Sorri e gargalha entre as frases, deixando ver dentes brancos em perfeito alinhamento atrás de lábios cobertos de batom cor de sangue.
Thornton, alvo desta entrevista, está aqui descrita como faz com seus interlocutores no livro "Sete Dias no Mundo da Arte", que ganha agora tradução para o português, pela Agir. Antes de qualquer conteúdo, uma imagem -já anuncia o anel.
No livro que está em sua sétima edição nos Estados Unidos e passou meses em listas de mais vendidos pelo mundo, com versões até em chinês e japonês, Thornton destrincha em escala global o chamado mundo da arte.
Penetra nos lugares onde poucos conseguem entrar e conta tudo que viu e ouviu.
Põe em prática sua formação de antropóloga para enquadrar com ironia e acidez os ritos e cerimônias da tribo que veste Prada e devora arte.

Entradas de dados armazenadas
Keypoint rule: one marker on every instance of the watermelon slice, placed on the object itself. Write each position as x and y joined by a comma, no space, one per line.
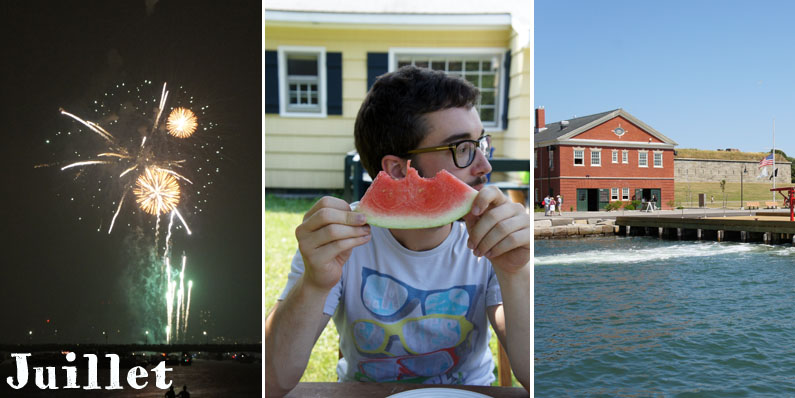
415,202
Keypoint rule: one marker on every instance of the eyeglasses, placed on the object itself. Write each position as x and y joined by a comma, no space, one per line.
418,335
463,151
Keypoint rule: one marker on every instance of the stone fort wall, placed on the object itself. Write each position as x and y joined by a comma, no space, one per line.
713,170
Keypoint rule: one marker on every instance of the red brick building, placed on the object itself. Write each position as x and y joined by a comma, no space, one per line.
597,159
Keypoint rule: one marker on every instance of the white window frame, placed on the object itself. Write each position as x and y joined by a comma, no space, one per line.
645,162
283,52
463,52
654,161
582,157
598,157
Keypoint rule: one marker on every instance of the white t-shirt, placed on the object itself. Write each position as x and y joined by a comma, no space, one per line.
412,316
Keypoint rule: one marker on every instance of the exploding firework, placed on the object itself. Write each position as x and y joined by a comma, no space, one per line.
137,153
156,191
181,123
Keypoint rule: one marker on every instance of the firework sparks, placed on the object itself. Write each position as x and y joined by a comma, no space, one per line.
181,123
155,185
156,191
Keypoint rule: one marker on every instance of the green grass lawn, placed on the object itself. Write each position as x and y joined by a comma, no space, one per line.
282,216
686,194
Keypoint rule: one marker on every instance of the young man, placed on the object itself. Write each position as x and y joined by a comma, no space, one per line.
410,305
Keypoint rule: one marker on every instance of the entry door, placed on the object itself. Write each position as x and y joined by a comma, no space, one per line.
604,197
582,199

*OBJETIVO DECLARADO 1:*
Reproduza o trecho do texto sobre o livro de Thornton que vai de "Sorri e gargalha" até "e devora arte.", incluindo este último.
*OBJETIVO DECLARADO 2:*
Por favor, extraia dos registros cada linha em que aparece a palavra "white".

*RESPOSTA DA TAREFA 1:*
Sorri e gargalha entre as frases, deixando ver dentes brancos em perfeito alinhamento atrás de lábios cobertos de batom cor de sangue.
Thornton, alvo desta entrevista, está aqui descrita como faz com seus interlocutores no livro "Sete Dias no Mundo da Arte", que ganha agora tradução para o português, pela Agir. Antes de qualquer conteúdo, uma imagem -já anuncia o anel.
No livro que está em sua sétima edição nos Estados Unidos e passou meses em listas de mais vendidos pelo mundo, com versões até em chinês e japonês, Thornton destrincha em escala global o chamado mundo da arte.
Penetra nos lugares onde poucos conseguem entrar e conta tudo que viu e ouviu.
Põe em prática sua formação de antropóloga para enquadrar com ironia e acidez os ritos e cerimônias da tribo que veste Prada e devora arte.

*RESPOSTA DA TAREFA 2:*
Keypoint rule: one marker on every instance of the white window frame, placed on the object itself. Write each position as x and y joined by a comma, no space, one per line.
Keypoint rule: one marker on every instance of the white t-shirt, placed on the object itself. Write each position as x and y joined by a comma, no space, one per line.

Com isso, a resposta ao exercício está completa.